(Natural-language object grounding data)
━━━━━━━━━━━━━━━━━━━━━━━━━━━━━━
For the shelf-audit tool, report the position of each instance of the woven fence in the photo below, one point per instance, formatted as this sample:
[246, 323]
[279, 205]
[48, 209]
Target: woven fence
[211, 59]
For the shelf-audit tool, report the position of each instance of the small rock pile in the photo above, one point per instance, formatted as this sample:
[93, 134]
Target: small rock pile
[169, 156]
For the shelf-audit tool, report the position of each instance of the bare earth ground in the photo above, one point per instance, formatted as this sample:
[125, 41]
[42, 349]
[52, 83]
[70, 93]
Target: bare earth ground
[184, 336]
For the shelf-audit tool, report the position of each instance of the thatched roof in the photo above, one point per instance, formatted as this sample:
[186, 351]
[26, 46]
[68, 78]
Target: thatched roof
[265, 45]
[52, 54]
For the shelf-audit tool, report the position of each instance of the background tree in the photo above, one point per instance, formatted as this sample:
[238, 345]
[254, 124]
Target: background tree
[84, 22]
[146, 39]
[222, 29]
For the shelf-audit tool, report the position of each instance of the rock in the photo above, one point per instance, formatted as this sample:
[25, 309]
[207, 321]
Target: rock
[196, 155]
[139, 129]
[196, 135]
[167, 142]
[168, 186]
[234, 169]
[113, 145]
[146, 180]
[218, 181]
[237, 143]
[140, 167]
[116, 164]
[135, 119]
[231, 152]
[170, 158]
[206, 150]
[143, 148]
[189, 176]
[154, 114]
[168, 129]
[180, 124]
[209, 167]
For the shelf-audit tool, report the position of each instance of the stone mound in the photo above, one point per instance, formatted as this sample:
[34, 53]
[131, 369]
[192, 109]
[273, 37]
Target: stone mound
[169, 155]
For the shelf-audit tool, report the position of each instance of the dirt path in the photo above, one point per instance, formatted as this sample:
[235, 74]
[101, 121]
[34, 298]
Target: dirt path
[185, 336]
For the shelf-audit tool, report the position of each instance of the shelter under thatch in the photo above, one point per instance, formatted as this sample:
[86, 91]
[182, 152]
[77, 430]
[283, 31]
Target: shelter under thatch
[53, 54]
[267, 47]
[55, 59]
━━━━━━━━━━━━━━━━━━━━━━━━━━━━━━
● **Directions for this task**
Read the entries and pick out all lines that include the word "above".

● **Result of the exercise**
For the shelf-audit tool, report the position of each instance of the small rock pile in the photo above, one point per instance, formatted as this sample:
For the shelf-audit tool, report the position of each instance of the bare earth ground in the photo above, one point per instance, formatted as this sample:
For the shelf-audit tool, report the position of each instance of the thatched roof in the photo above, one point per instance, formatted as this sample:
For the shelf-audit tool, report the position of each instance of the background tree in the photo above, one point per instance, formatted as this sample:
For the shelf-audit tool, report the position of each instance of the rock in the photo above, one point per instance, formatted as this sample:
For the shelf-audit tool, report the position of each instance of the stone mound in the photo above, one point per instance, formatted as this sample:
For the shelf-audit tool, report the position of each instance of the dirt path in the photo above, one point per instance, formatted as this sample:
For the shelf-audit tool, report the position of each instance of the shelter under thatch in the photo above, one point per instance, formatted as this sample:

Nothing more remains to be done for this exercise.